ENTRIES PROVIDED -
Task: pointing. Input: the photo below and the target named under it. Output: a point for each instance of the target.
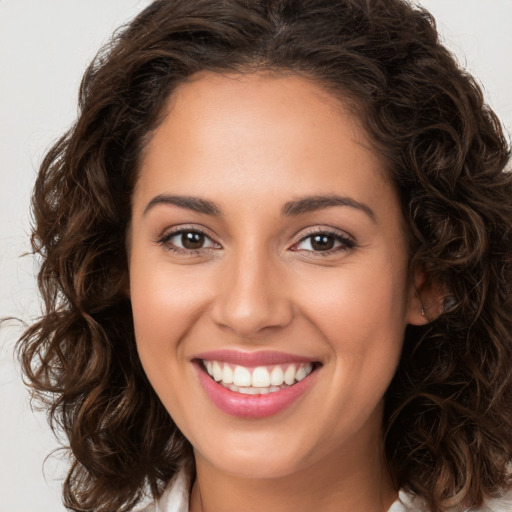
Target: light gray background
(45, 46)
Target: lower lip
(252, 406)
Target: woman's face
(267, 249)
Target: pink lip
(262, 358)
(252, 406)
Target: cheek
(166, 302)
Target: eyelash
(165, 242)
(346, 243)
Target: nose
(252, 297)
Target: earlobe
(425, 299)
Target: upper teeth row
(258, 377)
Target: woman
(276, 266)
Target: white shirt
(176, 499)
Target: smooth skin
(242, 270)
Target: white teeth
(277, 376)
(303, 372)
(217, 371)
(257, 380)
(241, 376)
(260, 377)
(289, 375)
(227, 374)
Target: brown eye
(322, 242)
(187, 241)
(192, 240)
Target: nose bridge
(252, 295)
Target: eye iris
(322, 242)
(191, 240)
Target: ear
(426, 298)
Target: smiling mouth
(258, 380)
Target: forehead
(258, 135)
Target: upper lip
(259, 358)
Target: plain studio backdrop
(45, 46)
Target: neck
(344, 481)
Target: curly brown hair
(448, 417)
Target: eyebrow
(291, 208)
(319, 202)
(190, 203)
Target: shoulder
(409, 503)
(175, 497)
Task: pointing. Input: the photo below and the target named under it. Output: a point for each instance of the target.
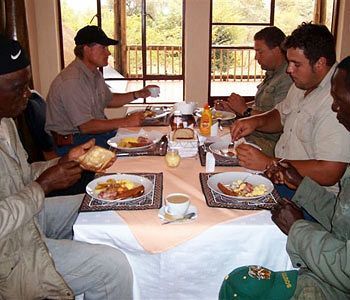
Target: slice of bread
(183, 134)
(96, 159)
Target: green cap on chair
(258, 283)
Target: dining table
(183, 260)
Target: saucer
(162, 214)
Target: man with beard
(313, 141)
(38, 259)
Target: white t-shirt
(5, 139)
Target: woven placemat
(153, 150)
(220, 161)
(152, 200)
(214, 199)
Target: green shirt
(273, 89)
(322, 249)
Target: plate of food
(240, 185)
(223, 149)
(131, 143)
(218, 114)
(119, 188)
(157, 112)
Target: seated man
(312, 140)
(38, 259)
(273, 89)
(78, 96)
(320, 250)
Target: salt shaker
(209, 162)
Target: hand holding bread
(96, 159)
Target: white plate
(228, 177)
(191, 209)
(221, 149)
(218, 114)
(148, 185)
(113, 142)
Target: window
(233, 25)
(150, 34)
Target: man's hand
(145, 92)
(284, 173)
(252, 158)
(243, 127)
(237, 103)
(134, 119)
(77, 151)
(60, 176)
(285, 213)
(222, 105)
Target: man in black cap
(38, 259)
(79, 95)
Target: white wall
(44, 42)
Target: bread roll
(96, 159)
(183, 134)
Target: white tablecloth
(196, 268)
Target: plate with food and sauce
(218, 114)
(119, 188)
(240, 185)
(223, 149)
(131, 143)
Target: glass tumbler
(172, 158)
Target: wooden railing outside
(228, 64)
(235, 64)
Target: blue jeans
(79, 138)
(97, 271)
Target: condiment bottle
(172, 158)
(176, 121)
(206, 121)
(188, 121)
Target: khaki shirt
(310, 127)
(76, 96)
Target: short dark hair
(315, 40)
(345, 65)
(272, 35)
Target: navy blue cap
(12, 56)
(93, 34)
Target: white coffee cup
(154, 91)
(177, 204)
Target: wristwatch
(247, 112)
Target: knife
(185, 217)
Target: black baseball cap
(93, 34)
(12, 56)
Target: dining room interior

PROBLEM - Quote the material exactly. Pictures stay out.

FINAL ANSWER -
Task: pointing. Input: the photo below and the target named under it. Output: a point for each instance of the target.
Target: light gray background
(45, 46)
Target: lower lip
(252, 406)
Target: woman's face
(267, 249)
Target: pink lip
(262, 358)
(252, 406)
Target: cheek
(166, 302)
Target: eyelash
(165, 242)
(346, 243)
Target: nose
(252, 297)
Target: earlobe
(425, 299)
Target: upper teeth row
(258, 377)
Target: woman
(276, 266)
Target: white shirt
(176, 499)
Target: smooth skin
(242, 270)
Target: white teeth
(277, 376)
(303, 372)
(217, 371)
(257, 380)
(241, 376)
(260, 377)
(289, 375)
(227, 374)
Target: brown eye
(322, 242)
(187, 241)
(192, 240)
Target: nose bridge
(252, 295)
Target: eye iris
(322, 242)
(191, 240)
Target: ear
(426, 298)
Target: smiling mouth
(258, 380)
Target: forehead
(258, 135)
Target: upper lip
(259, 358)
Target: plain studio backdrop
(45, 46)
Target: neck
(344, 481)
Target: curly brown hair
(448, 417)
Target: eyebrow
(291, 208)
(319, 202)
(190, 203)
Target: shoulder
(409, 503)
(175, 497)
Task: pointing. Input: the photo below and the target named under it. Output: a point for each instance of the target.
Target: slice of bread
(183, 134)
(96, 159)
Target: green cap on chair
(258, 283)
Target: dining table
(183, 260)
Target: saucer
(162, 214)
Target: man with beard
(313, 141)
(38, 259)
Target: white t-shirt
(5, 139)
Target: woven placemat
(153, 150)
(220, 161)
(152, 200)
(214, 199)
Target: green shirt
(273, 89)
(322, 249)
Target: plate of food
(240, 185)
(223, 149)
(131, 143)
(218, 114)
(119, 188)
(157, 112)
Target: seated man
(312, 140)
(38, 259)
(273, 89)
(78, 96)
(320, 250)
Target: salt shaker
(209, 162)
Target: hand holding bread
(96, 159)
Target: white plate
(228, 177)
(191, 209)
(221, 149)
(218, 114)
(148, 185)
(113, 142)
Target: window
(233, 25)
(150, 34)
Target: man's hand
(145, 92)
(284, 173)
(252, 158)
(243, 127)
(237, 103)
(134, 119)
(77, 151)
(60, 176)
(285, 213)
(222, 105)
Target: man in black cap
(38, 259)
(79, 95)
Target: white wall
(44, 42)
Target: bread roll
(96, 159)
(183, 134)
Target: white tablecloth
(196, 268)
Target: plate with food and sauce
(218, 114)
(119, 188)
(240, 185)
(223, 149)
(131, 143)
Target: glass tumbler
(172, 158)
Target: wooden railing outside
(228, 64)
(235, 64)
Target: blue jeans
(79, 138)
(97, 271)
Target: condiment bottle
(172, 158)
(176, 121)
(206, 121)
(188, 121)
Target: khaki shirt
(310, 127)
(76, 96)
Target: short dark hair
(315, 40)
(345, 65)
(272, 35)
Target: navy blue cap
(12, 56)
(93, 34)
Target: white coffee cup
(154, 91)
(177, 204)
Target: wristwatch
(247, 112)
Target: knife
(185, 217)
Target: black baseball cap
(93, 34)
(12, 56)
Target: dining room interior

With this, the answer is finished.